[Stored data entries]
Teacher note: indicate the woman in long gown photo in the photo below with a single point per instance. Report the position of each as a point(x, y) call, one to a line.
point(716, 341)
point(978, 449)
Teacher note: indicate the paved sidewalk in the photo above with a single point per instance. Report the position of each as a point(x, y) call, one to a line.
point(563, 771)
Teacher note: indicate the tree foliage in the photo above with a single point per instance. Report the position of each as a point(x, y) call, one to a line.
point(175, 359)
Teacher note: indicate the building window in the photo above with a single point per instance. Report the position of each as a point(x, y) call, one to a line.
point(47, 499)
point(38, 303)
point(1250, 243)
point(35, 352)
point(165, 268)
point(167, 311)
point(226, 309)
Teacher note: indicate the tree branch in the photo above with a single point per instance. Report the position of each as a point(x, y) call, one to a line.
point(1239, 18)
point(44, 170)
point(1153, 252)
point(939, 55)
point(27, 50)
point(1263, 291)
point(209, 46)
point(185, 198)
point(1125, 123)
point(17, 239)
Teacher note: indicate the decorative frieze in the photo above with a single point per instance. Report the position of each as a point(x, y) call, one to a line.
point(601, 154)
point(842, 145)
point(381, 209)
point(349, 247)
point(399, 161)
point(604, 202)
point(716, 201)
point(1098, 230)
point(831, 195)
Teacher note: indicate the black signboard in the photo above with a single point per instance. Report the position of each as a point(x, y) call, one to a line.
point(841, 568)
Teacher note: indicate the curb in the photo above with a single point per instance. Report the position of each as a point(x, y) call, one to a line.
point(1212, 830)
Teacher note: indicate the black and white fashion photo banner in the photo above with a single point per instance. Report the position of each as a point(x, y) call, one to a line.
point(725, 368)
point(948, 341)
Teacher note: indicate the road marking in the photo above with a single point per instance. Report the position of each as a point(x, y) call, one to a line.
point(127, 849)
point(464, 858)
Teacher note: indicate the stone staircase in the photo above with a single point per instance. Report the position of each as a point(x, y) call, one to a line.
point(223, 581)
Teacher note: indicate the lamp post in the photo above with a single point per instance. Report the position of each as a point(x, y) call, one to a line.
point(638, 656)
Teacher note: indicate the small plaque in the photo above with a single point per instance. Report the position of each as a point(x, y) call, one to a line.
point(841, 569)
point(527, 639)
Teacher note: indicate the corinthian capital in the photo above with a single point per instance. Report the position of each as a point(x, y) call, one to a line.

Problem details
Return the entries above exactly as they appear.

Response for this exercise
Teacher note: indicate the woman in long gown photo in the photo below with a single point per instance. Report the position of each as a point(x, y) call, one to a line.
point(716, 341)
point(978, 449)
Teacher note: indicate the paved sidewalk in the photo above with a single point per instance. Report the position of each as a point(x, y) call, one to a line.
point(563, 771)
Teacher note: indicate the tree foliage in the photo above with a single point per instance. Report the position of each as a point(x, y) call, one to a line.
point(175, 359)
Teacher note: indicate the building window in the photo above with a single point per instance. Report the position of each as a point(x, y) call, one to a line.
point(47, 499)
point(38, 303)
point(1250, 243)
point(35, 352)
point(165, 268)
point(167, 311)
point(226, 309)
Teacher note: indicate the tree branch in the photo above with a single point per instance. Report the position of each as a point(x, y) call, one to a line.
point(1239, 18)
point(44, 170)
point(1153, 252)
point(939, 55)
point(27, 50)
point(1263, 291)
point(209, 46)
point(185, 198)
point(1125, 123)
point(17, 239)
Teacher note: indicate the decorative frieze in the photo above with a single point per instance. Report the position of each as a point(x, y) call, one to a line.
point(601, 154)
point(842, 145)
point(381, 209)
point(349, 247)
point(399, 161)
point(604, 202)
point(716, 201)
point(1098, 230)
point(831, 195)
Teacher note: indicate the black signboard in the photo above with a single point per instance. Report the position of each as a point(x, y) call, one to a line.
point(841, 568)
Teacher note: indicate the curb in the photo above with a single point per instance. Report the position of each as a point(x, y) call, one to a line.
point(1212, 830)
Teacher note: indicate the black and white fashion photo banner in the photo above with a single point per instance. Report the position of each as a point(x, y) call, one to a line.
point(725, 368)
point(948, 341)
Teacher note: indicate the road marking in the photo above with a single point per instance. Report the position of each as a point(x, y) call, one to a line.
point(127, 849)
point(464, 858)
Teacher note: indicate the stone staircase in the photo above with a single point per instance. Report the position of each as a point(x, y) call, one to a line.
point(223, 581)
Teacher note: indicate the lamp post in the photo above with a single point per instance. Report the position of each as a point(x, y) call, one to a line.
point(638, 656)
Teacher note: indicate the small plaque in the photo above with a single point per instance. Report the position of each as a point(x, y) call, one to a line.
point(841, 569)
point(527, 639)
Teacher note: indicate the corinthian capital in the photo above with a single point per instance. Report the position of each as a point(x, y) call, one to a line.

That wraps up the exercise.